▶ EXERCISE BRIEF:
In the coding-problem write-up below, list every parameter and variable name used in the isValid function.

***** TEXT SECTION

Short Problem Definition:

Sherlock considers a string to be valid if all characters of the string appear the same number of times. It is also valid if he can remove just 1 character at 1 index in the string, and the remaining characters will occur the same number of times. Given a string , determine if it is valid. If so, return YES, otherwise return NO.

Link

Sherlock and The Valid String

Complexity:

time complexity is O(N)

space complexity is O(N)

Execution:

This is one of the easier medium problems. Create a character occurrence map. Then create an occurrence-occurrence map. If all the occurrences are the same (size is 1) the string is valid. If there is exactly one character that occurs exactly once, it is also valid. Otherwise invalid

Solution:

def isValid(S):
    char_map = Counter(S)
    char_occurence_map = Counter(char_map.values())

    if len(char_occurence_map) == 1:
        return True

    if len(char_occurence_map) == 2:
        for v in char_occurence_map.values():
            if v == 1:
                return True

    return False

Short Problem Definition:

Amanda has a string of lowercase letters that she wants to copy to a new string. She can perform the following operations with the given costs. She can perform them any number of times to construct a new string p:

• Append a character to the end of string p at a cost of 1 dollar.

**********
***** STORED DATA

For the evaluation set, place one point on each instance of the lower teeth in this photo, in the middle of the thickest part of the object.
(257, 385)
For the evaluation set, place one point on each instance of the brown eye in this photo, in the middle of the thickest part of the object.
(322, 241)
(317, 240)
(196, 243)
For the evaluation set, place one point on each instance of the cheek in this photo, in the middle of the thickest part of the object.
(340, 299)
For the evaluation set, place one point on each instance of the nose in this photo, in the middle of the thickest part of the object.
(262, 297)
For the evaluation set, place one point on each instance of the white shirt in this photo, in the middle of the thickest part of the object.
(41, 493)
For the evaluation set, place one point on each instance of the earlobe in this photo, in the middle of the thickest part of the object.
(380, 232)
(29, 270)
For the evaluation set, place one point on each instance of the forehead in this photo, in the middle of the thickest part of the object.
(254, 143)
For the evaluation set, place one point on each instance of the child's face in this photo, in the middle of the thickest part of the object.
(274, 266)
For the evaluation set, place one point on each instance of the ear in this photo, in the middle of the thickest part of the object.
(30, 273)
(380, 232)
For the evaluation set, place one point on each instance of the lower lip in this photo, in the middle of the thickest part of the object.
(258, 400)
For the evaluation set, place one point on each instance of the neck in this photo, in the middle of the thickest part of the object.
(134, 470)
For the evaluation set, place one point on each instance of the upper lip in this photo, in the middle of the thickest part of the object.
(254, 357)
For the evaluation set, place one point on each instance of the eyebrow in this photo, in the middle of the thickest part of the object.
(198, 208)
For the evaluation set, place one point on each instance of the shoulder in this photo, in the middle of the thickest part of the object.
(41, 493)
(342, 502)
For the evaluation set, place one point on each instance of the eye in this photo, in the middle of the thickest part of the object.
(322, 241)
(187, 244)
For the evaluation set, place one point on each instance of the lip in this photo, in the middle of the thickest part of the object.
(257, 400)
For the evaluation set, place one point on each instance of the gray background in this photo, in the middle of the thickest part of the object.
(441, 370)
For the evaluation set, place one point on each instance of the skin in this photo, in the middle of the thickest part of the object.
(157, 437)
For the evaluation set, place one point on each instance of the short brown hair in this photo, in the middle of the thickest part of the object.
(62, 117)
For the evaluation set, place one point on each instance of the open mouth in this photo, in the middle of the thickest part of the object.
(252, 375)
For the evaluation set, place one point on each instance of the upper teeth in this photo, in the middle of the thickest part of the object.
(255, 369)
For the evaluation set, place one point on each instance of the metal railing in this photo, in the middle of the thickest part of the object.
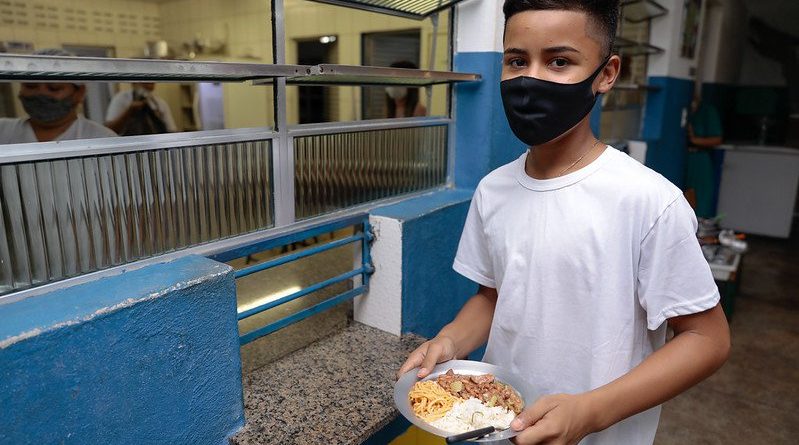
(338, 170)
(69, 209)
(64, 217)
(363, 236)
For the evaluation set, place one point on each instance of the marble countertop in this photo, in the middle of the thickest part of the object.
(338, 390)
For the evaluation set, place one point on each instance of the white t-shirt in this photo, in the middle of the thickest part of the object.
(19, 131)
(122, 100)
(588, 266)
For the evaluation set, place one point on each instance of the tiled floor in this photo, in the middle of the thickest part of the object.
(754, 398)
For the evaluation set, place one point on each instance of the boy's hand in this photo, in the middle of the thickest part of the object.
(562, 419)
(438, 350)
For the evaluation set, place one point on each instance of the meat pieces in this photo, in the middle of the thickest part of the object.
(483, 387)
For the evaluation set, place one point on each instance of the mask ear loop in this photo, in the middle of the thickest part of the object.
(599, 70)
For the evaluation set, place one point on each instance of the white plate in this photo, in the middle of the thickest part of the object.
(466, 367)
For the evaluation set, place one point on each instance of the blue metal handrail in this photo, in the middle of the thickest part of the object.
(364, 236)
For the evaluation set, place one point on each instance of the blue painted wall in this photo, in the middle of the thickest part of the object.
(432, 293)
(148, 356)
(483, 139)
(663, 131)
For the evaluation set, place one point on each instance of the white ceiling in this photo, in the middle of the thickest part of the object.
(781, 14)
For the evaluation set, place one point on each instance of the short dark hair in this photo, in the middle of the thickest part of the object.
(603, 13)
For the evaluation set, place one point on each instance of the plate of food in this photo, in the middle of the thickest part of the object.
(463, 400)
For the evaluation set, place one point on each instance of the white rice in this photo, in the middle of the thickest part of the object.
(471, 415)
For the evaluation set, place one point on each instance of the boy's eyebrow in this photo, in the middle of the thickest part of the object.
(561, 49)
(515, 51)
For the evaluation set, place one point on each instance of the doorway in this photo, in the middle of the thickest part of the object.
(383, 49)
(317, 104)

**********

▶ WRITTEN RESPONSE:
S, char_map, char_occurence_map, v